- _Action item_: Scan the data below and pick out the lines containing the word "flooded".

[Excerpts from a dataset]
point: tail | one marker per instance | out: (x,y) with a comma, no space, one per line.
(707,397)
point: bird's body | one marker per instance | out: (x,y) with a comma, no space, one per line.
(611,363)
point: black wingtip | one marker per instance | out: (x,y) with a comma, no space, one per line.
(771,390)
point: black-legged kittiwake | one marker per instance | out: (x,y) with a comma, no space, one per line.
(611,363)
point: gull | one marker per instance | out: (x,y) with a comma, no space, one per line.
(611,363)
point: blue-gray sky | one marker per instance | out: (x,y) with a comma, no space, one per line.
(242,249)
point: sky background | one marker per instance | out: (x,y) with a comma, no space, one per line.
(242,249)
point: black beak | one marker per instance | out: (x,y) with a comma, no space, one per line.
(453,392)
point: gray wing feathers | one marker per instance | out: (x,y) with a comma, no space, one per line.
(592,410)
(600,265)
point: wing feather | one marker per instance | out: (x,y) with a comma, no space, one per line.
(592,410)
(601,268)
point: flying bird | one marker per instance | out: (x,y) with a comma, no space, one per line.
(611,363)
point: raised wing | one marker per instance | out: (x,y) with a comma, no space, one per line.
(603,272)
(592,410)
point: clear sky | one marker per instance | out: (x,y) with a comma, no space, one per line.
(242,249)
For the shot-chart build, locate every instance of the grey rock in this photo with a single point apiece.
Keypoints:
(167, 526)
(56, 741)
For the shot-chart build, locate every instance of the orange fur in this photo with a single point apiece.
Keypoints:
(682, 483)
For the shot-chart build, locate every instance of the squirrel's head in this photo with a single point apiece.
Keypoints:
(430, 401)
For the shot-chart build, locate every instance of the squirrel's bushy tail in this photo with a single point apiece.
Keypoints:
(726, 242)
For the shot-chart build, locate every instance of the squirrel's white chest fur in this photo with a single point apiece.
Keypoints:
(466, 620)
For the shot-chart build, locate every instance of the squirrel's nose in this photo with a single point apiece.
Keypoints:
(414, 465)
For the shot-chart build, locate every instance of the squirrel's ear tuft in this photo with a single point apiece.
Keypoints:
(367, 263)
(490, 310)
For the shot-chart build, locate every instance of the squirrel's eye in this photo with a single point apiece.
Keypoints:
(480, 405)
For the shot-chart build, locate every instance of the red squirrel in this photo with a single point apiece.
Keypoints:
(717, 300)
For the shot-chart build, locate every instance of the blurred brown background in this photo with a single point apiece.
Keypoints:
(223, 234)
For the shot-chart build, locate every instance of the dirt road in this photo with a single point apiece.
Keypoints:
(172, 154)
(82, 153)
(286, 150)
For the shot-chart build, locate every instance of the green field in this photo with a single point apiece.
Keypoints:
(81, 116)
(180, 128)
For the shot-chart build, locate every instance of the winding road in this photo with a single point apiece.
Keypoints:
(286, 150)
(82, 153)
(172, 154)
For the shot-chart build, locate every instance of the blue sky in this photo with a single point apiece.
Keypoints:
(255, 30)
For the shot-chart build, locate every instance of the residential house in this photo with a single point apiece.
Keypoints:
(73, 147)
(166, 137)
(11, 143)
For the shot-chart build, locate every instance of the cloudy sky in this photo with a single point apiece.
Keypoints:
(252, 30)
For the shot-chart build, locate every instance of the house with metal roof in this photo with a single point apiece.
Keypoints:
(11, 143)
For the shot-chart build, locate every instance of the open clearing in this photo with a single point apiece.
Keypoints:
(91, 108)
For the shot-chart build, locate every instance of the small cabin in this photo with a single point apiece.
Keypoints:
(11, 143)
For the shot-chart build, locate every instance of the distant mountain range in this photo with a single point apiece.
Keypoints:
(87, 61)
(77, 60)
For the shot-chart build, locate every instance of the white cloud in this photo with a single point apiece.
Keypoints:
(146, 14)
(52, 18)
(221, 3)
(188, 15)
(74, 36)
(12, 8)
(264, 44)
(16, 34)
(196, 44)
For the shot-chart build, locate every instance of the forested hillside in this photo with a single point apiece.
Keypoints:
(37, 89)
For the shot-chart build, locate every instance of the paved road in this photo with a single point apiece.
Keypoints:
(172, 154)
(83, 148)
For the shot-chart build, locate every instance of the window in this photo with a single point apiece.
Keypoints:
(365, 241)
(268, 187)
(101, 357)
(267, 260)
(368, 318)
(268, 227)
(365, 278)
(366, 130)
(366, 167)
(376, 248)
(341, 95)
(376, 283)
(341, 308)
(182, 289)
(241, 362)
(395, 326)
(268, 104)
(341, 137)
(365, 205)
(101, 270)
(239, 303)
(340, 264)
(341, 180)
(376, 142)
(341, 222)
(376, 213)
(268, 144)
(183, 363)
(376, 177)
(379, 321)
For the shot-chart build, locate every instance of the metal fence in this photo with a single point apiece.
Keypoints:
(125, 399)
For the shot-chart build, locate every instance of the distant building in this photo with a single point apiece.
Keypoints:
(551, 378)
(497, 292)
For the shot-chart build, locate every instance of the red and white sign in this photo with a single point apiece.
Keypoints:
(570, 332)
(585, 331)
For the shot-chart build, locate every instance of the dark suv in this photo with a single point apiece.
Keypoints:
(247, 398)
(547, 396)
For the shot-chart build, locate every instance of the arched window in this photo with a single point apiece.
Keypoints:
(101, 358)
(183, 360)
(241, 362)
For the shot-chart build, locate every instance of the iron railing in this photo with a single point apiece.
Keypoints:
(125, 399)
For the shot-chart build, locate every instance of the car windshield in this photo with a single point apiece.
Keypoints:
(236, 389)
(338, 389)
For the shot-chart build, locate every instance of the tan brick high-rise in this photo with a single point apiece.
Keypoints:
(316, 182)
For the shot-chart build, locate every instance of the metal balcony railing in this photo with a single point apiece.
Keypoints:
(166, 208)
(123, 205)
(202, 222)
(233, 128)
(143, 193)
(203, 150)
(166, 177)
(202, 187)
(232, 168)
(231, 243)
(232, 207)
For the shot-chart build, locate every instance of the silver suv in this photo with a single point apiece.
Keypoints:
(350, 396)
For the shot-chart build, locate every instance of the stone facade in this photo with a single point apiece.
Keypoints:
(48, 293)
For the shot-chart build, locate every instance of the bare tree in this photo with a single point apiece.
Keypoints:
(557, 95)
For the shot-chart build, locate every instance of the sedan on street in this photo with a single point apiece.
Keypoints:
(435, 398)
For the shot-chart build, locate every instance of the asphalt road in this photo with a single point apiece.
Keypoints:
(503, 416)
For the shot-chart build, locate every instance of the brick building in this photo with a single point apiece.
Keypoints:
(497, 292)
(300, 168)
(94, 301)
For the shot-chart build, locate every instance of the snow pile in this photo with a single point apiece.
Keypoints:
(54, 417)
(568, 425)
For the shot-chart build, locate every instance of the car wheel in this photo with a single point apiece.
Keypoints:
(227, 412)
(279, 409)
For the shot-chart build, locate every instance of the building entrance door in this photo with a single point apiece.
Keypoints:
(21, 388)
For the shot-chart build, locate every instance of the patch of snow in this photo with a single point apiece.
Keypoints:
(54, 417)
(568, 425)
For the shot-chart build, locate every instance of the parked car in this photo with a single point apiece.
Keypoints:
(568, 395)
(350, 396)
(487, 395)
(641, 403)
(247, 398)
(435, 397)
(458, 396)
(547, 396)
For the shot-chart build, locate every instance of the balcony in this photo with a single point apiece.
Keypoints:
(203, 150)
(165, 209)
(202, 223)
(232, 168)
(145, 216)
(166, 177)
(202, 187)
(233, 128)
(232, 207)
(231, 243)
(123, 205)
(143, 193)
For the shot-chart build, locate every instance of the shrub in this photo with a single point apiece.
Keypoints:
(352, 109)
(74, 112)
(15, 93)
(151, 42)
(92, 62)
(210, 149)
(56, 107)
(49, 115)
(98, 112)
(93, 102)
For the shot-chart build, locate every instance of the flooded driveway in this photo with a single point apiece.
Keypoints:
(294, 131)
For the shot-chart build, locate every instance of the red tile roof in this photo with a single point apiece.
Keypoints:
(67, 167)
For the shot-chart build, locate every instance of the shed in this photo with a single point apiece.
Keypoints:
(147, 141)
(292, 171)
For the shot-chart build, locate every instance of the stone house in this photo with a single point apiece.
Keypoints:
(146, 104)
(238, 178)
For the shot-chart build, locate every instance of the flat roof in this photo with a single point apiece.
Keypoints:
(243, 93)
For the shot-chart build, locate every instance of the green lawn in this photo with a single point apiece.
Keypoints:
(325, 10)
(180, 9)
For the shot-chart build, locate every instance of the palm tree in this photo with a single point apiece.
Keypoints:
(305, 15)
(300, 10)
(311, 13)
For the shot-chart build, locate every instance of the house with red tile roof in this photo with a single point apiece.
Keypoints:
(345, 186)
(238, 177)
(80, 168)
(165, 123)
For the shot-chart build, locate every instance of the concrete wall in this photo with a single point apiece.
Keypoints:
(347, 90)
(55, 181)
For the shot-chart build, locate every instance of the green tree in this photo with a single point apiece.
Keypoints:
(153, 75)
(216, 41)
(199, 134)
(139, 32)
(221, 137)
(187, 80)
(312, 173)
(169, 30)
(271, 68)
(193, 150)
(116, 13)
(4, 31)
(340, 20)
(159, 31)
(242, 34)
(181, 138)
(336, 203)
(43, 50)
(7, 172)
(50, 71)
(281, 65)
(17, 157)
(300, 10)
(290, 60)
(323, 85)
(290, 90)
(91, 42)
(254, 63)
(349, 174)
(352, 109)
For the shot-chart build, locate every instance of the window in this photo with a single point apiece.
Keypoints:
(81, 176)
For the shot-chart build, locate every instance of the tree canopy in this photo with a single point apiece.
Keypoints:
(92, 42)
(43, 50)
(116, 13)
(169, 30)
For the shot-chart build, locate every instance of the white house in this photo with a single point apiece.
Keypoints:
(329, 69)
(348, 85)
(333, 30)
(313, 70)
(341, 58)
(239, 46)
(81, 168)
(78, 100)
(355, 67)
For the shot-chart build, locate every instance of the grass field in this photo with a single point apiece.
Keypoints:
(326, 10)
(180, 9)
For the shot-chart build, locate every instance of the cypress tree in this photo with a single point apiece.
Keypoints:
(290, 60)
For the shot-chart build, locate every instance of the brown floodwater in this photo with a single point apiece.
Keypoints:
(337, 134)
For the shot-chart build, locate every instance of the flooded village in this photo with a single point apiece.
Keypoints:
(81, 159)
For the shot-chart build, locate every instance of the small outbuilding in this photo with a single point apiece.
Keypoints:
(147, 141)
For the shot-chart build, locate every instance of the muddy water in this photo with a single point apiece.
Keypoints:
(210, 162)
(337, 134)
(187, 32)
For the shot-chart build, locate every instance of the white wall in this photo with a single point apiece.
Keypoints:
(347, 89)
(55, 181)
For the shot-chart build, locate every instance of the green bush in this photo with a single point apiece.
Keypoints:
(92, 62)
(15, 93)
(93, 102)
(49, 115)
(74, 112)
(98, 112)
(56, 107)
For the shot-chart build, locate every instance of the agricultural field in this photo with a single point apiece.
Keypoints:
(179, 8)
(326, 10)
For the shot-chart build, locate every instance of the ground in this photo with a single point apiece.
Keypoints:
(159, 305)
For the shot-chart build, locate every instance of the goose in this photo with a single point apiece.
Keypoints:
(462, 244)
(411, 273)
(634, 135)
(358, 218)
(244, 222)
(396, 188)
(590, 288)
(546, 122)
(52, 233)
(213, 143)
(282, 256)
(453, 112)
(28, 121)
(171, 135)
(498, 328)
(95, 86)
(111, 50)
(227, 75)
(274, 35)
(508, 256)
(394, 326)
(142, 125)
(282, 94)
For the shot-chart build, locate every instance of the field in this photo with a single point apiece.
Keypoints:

- _Your solution_:
For the shot-chart build, locate every instance of the flooded driveway in this photo with a single point apiece.
For the shot-chart build, locate every instance of the flooded village in this photo with a single point apiece.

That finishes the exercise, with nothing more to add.